* [Directives]:
- A) State whether each statement agrees with the freight emissions passage, answering yes or no and quoting the words of the passage that decide it. (i) The UK target cited is an 80% reduction in CO2e by 2050 compared to 1990 levels. (ii) Widespread adoption of a radical new technology to replace diesel engines in heavy commercial vehicles is expected within the required timeframe. (iii) Studies have found that home delivery offers a net disadvantage compared with traditional retailing.
- B) According to the freight emissions passage, what may challenge mode shift for trunk haul movements?
- C) Continue the freight emissions passage, starting after its final sentence.

* [Passage]:
Can freight transport achieve the carbon reductions required to meet agreed targets?
In the UK case, ‘achieving carbon reduction targets’ has been translated into targets such as an 80% reduction in CO2e by 2050, compared to 1990 levels. For freight transport, EU strategy documents set out a vision of more than half of medium and long distance freight using low-carbon modes and of urban freight and logistics becoming carbon free. Change to this extent will be very difficult to achieve. Mode shift for trunk haul movements, for example, may well be challenged by the platooning of autonomous trucks on the roads. A recent report for the Committee for Climate Change suggests, in line with previous exploratory research, that whilst achievement of UK targets is not impossible, very significant business and logistics changes would need to take place, such as greatly increased levels of logistics co-operation between organisations to ensure maximum vehicle utilisation and changes to business models used for city logistics to ensure high levels of load consolidation coupled with the use of zero carbon delivery vehicles. A major contributory factor is that – unlike for personal travel for which major electrification is envisaged – widespread adoption of any radical new technology to replace diesel engines in heavy commercial vehicles is not expected within the required timeframe.

Internet shopping and home delivery – good or bad for the environment?
The development of online retail can be hypothesised as positive or negative from an energy or environmental viewpoint. On the one hand, car trips to the shops might be replaced by more consolidated freight deliveries to homes, whilst on the other hand such deliveries might replace walking or cycling shopping expeditions. In fact various studies have suggested that on a range of assumptions regarding issues such as mode choice for traditional shopping behaviour, fill levels for delivery van operations and likelihoods of failure to deliver first time, home delivery offers a net advantage over traditional forms of retailing. This advantage can be expected to increase over time as online volumes continue to grow. Online retailers may well share their use of parcels networks, such that growth may take up slack volume in such networks. Growth will also allow online retailers to optimise their logistics networks, for instance through the establishment of regional depot operations that may reduce transport distances.

Labeled-object pointing entries:
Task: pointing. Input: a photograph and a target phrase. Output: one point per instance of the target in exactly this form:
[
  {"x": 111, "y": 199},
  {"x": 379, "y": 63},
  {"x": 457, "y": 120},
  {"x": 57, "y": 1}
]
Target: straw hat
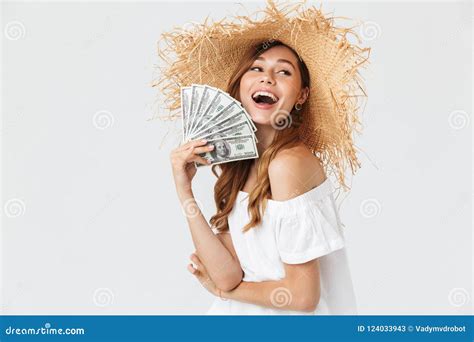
[{"x": 208, "y": 53}]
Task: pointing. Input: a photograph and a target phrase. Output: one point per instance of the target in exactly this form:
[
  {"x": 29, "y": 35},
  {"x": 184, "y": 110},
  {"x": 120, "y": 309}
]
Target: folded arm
[{"x": 299, "y": 290}]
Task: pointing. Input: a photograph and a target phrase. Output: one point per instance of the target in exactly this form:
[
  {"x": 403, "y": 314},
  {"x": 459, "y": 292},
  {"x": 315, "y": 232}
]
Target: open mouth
[{"x": 264, "y": 97}]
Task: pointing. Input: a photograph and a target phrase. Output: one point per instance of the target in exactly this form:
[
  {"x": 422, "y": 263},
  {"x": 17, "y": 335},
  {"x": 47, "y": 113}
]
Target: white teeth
[{"x": 265, "y": 93}]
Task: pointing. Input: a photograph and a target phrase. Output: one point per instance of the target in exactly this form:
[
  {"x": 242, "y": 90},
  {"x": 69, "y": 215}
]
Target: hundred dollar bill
[
  {"x": 215, "y": 107},
  {"x": 226, "y": 95},
  {"x": 196, "y": 95},
  {"x": 230, "y": 149},
  {"x": 239, "y": 118},
  {"x": 208, "y": 93},
  {"x": 231, "y": 110},
  {"x": 231, "y": 132},
  {"x": 185, "y": 109}
]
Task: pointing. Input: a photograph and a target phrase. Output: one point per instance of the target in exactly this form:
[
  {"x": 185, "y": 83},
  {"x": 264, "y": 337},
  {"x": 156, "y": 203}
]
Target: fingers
[
  {"x": 195, "y": 259},
  {"x": 190, "y": 151},
  {"x": 192, "y": 143},
  {"x": 191, "y": 269}
]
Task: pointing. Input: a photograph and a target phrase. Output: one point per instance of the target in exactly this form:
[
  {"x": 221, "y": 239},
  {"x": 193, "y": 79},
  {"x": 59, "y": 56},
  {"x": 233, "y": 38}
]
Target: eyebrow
[{"x": 279, "y": 61}]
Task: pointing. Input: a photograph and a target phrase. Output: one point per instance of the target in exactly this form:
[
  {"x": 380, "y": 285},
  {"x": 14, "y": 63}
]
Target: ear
[{"x": 303, "y": 96}]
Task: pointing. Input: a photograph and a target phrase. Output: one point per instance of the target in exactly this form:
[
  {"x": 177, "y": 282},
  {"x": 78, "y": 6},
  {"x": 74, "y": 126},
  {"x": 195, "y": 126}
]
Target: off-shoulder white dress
[{"x": 294, "y": 231}]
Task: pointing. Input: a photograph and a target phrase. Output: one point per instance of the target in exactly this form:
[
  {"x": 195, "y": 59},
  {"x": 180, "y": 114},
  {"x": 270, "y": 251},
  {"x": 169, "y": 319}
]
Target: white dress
[{"x": 294, "y": 231}]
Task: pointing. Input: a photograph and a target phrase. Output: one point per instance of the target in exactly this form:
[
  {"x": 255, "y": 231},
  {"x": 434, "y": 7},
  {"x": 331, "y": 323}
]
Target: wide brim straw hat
[{"x": 209, "y": 52}]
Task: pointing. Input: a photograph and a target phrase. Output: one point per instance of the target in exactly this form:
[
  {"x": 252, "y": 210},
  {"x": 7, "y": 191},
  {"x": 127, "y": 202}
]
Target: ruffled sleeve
[{"x": 309, "y": 231}]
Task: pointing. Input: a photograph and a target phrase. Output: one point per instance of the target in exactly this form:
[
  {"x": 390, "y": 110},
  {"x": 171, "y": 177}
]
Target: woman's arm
[
  {"x": 299, "y": 290},
  {"x": 224, "y": 269}
]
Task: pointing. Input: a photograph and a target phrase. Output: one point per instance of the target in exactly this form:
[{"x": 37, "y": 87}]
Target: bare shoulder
[{"x": 294, "y": 171}]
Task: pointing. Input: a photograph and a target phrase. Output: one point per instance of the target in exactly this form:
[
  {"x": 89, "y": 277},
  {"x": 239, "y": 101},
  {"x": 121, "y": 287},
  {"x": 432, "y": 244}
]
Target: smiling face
[{"x": 272, "y": 85}]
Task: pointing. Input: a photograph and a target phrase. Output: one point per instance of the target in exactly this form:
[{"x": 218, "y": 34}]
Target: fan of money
[{"x": 212, "y": 114}]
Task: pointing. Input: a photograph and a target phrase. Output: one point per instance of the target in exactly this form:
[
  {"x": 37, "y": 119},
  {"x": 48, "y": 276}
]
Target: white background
[{"x": 90, "y": 220}]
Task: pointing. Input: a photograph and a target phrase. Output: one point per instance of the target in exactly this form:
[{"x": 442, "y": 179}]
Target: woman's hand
[
  {"x": 201, "y": 274},
  {"x": 182, "y": 162}
]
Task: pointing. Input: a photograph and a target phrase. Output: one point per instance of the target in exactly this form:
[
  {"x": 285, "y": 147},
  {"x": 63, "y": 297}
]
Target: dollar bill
[
  {"x": 231, "y": 121},
  {"x": 233, "y": 109},
  {"x": 208, "y": 93},
  {"x": 230, "y": 149},
  {"x": 229, "y": 132},
  {"x": 185, "y": 109},
  {"x": 196, "y": 94}
]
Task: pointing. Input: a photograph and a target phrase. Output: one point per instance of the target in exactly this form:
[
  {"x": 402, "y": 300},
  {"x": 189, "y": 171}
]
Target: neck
[{"x": 264, "y": 134}]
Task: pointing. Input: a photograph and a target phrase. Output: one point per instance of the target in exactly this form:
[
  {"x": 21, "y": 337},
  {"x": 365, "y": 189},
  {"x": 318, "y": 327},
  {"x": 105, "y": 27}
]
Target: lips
[{"x": 264, "y": 99}]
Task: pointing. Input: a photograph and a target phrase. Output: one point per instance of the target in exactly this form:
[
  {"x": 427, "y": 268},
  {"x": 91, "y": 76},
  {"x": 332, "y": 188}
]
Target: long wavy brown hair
[{"x": 231, "y": 177}]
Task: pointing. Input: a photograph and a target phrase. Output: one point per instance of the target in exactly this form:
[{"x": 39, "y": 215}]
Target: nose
[{"x": 266, "y": 78}]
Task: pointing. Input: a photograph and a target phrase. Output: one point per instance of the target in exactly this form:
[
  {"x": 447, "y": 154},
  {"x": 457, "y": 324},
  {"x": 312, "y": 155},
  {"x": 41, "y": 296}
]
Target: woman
[{"x": 277, "y": 245}]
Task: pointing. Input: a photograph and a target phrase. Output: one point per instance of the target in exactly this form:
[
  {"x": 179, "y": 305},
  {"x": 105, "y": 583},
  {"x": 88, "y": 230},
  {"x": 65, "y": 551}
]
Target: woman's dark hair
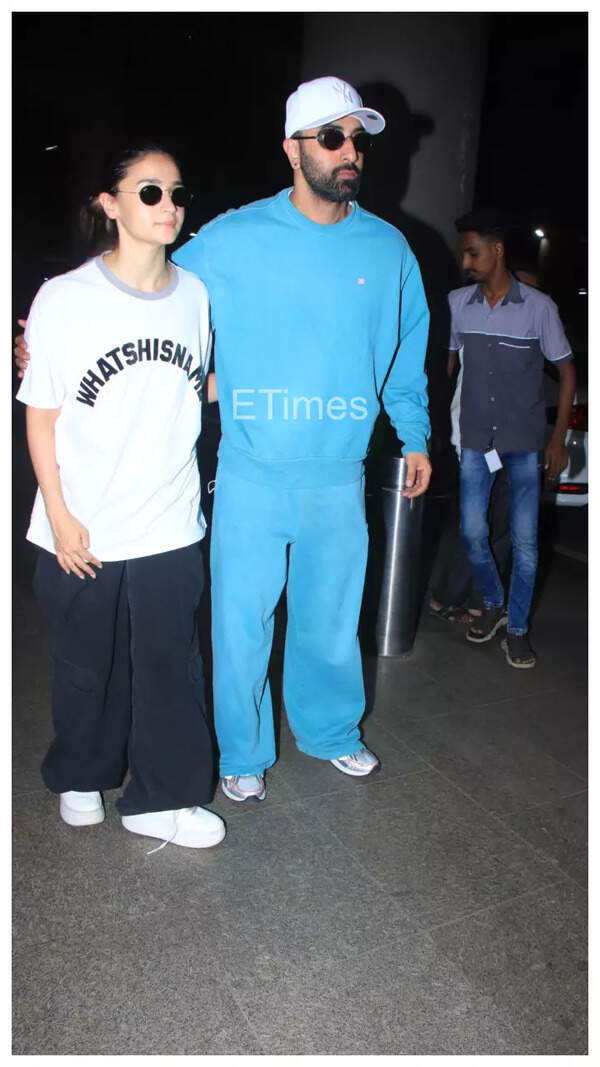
[{"x": 98, "y": 232}]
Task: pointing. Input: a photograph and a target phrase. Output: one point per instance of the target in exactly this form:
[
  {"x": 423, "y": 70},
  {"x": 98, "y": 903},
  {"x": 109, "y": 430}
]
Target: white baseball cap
[{"x": 322, "y": 100}]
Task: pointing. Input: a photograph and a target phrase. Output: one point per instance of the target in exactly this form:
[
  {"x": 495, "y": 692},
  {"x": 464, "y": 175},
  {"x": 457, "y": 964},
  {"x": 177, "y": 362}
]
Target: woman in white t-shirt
[{"x": 120, "y": 350}]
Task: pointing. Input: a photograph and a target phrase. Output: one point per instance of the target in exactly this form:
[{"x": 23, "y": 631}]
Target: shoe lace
[{"x": 173, "y": 835}]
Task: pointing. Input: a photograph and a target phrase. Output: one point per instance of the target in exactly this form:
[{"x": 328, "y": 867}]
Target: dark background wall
[{"x": 485, "y": 107}]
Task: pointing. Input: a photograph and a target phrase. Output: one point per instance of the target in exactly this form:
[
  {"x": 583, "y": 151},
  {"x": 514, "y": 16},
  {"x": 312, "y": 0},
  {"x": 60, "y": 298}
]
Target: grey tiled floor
[{"x": 439, "y": 907}]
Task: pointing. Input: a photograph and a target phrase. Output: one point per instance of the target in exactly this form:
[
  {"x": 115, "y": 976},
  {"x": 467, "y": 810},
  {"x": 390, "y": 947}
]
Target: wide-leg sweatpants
[
  {"x": 317, "y": 540},
  {"x": 128, "y": 683}
]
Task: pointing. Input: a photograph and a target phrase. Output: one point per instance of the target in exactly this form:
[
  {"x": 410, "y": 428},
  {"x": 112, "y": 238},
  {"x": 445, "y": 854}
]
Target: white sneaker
[
  {"x": 81, "y": 809},
  {"x": 359, "y": 764},
  {"x": 190, "y": 827}
]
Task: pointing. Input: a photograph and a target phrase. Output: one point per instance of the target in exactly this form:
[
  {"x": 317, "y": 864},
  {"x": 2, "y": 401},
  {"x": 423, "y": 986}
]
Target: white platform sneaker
[
  {"x": 190, "y": 827},
  {"x": 81, "y": 809}
]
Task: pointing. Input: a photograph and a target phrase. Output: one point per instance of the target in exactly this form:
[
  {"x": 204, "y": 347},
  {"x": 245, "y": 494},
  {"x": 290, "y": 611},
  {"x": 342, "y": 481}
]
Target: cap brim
[{"x": 370, "y": 120}]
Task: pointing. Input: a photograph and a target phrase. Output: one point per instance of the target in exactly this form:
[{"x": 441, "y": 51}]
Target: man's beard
[{"x": 327, "y": 186}]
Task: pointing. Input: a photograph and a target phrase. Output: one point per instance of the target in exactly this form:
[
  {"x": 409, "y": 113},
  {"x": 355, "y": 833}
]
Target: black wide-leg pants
[{"x": 128, "y": 684}]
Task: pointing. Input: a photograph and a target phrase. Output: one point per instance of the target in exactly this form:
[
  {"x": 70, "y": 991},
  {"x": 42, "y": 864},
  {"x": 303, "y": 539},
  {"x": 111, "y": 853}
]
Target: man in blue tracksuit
[{"x": 318, "y": 314}]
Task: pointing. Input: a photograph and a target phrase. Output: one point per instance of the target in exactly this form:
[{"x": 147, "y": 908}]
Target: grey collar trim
[{"x": 99, "y": 260}]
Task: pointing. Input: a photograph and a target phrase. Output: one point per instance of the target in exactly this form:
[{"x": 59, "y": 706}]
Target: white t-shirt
[{"x": 126, "y": 368}]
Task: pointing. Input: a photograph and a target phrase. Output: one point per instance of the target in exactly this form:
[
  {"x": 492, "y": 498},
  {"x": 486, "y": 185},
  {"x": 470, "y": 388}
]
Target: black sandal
[
  {"x": 518, "y": 651},
  {"x": 489, "y": 622}
]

* [Responses per task]:
- A)
(i) Yes: "an 80% reduction in CO2e by 2050, compared to 1990 levels."
(ii) No: "widespread adoption of any radical new technology to replace diesel engines in heavy commercial vehicles is not expected within the required timeframe."
(iii) No: "home delivery offers a net advantage over traditional forms of retailing."

- B) The platooning of autonomous trucks on the roads.

- C)
Potential for disruptive technologies
Recent work by McKinnon et al (2015) considers potential for disruptive change to supply chains through various emerging technologies. The ‘Internet of Things’ may result in further dematerialisation, reducing the need for physical goods movement. If 3D printing can achieve mass market penetration, significant amounts of production could become much more local than at present. Concepts such as the ‘Physical Internet’ (a highly standardised and co-ordinated network for intermodal freight movements powered by low carbon fuels) might allow for substantial carbon reduction. Unmanned aerial vehicles (‘drones’) could replace vans as a means of delivering parcels to businesses and homes. McKinnon et al note major technical, operational, cost-effectiveness and legal obstacles to all such developments, suggesting that at best they will only start to make any meaningful contributions towards the end of the carbon target timeframe.

The need for further research
Given the importance of achieving energy and carbon reduction in freight transport and logistics, the major risks of missing established targets and the relatively low level of awareness and knowledge in the field, we can only conclude that this is a sector in need of significantly more research. Such research needs to not only continue to push forward on the technical fronts, but importantly needs to focus much more on the business practices and business models that will be required if the businesses of the future are to be able to take full advantage of new low energy, low carbon opportunities that may become available.

1 E.g. European Commission (2011) White Paper: Roadmap to a Single European Transport Area – Towards a competitive and resource efficient transport system. Brussels: COM (2011) 144 final.
2 Greening, P., Piecyk, M., Palmer, A. and McKinnon, A.C. (2015) An assessment of the potential for demand-side fuel savings in the Heavy Goods Vehicle (HGV) sector. Report prepared for the Committee for Climate Change by the Centre for Sustainable Road Freight.
3 See for example BESTUFS (2001) Best Practice Handbook Year 2. E-commerce and urban freight distribution (home shopping). Germany: PTV.
4 See the Postscripts in the 3rd edition of ‘Green Logistics’; McKinnon, A.C, Piecyk, M., Browne, M. and Whiteing, A.E, (2015), Green Logistics. London; Kogan Page.

Image courtesy of Smith.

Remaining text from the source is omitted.